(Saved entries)
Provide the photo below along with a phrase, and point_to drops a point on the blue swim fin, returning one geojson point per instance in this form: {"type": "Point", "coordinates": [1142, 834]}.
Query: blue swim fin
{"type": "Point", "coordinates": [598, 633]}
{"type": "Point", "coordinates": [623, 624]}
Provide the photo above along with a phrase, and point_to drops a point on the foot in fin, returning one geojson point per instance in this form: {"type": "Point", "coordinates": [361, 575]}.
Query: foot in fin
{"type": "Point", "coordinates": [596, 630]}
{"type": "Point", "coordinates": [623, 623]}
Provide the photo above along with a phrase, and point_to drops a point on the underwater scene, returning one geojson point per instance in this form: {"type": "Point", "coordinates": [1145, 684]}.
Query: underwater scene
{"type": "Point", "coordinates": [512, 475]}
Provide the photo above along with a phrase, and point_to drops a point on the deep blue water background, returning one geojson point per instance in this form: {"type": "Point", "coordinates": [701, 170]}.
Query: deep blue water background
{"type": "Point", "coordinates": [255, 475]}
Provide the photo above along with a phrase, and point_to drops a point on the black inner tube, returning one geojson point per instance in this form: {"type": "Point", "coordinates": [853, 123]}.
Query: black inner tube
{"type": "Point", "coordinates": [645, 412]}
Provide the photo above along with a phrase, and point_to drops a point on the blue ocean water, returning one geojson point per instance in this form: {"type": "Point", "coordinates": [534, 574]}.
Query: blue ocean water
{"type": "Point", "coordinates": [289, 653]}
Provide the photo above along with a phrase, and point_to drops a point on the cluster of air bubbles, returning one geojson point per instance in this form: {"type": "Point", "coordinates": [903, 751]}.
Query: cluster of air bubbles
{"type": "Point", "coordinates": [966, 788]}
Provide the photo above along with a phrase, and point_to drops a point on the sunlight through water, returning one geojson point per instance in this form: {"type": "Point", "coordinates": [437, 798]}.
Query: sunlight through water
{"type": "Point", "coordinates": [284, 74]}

The problem
Word for word, write out all of the entries.

Answer to this task
Provide the photo below along with a phrase, and point_to drops a point on the blue swim fin, returning one geojson point per instance in this form: {"type": "Point", "coordinates": [1142, 834]}.
Query: blue swim fin
{"type": "Point", "coordinates": [598, 633]}
{"type": "Point", "coordinates": [623, 624]}
Provide the photo above along with a phrase, and point_to drops a point on the foot in fin, returning one geojson point per instance in this form: {"type": "Point", "coordinates": [361, 575]}.
Query: foot in fin
{"type": "Point", "coordinates": [596, 630]}
{"type": "Point", "coordinates": [623, 623]}
Provide the photo above along with a phrase, and point_to drops a point on the underwater scene, returning one geojson point per instance in this form: {"type": "Point", "coordinates": [1145, 684]}.
Query: underwater scene
{"type": "Point", "coordinates": [512, 475]}
Provide the photo above along with a phrase, and point_to drops a point on the deep blue water background, returning one geojson point per instance in this form: {"type": "Point", "coordinates": [701, 170]}.
Query: deep blue water background
{"type": "Point", "coordinates": [255, 475]}
Provide the photo above along with a phrase, and point_to drops a point on the black inner tube, returning one geojson point per instance in this form: {"type": "Point", "coordinates": [853, 123]}.
Query: black inner tube
{"type": "Point", "coordinates": [645, 412]}
Provide the photo above along with a phrase, and point_to drops a point on the blue ocean water, returning one geojson point per instance in this form: {"type": "Point", "coordinates": [534, 574]}.
Query: blue ocean water
{"type": "Point", "coordinates": [289, 653]}
Provide the photo above along with a phrase, and point_to drops a point on the cluster of air bubbles, returning one geojson point per instance in this form: {"type": "Point", "coordinates": [903, 751]}.
Query: cluster of air bubbles
{"type": "Point", "coordinates": [966, 788]}
Provide the photo above along with a phrase, and point_to drops a point on the sunlight through water, returning one geojson point per instance in this form: {"type": "Point", "coordinates": [437, 798]}.
Query: sunlight through water
{"type": "Point", "coordinates": [284, 74]}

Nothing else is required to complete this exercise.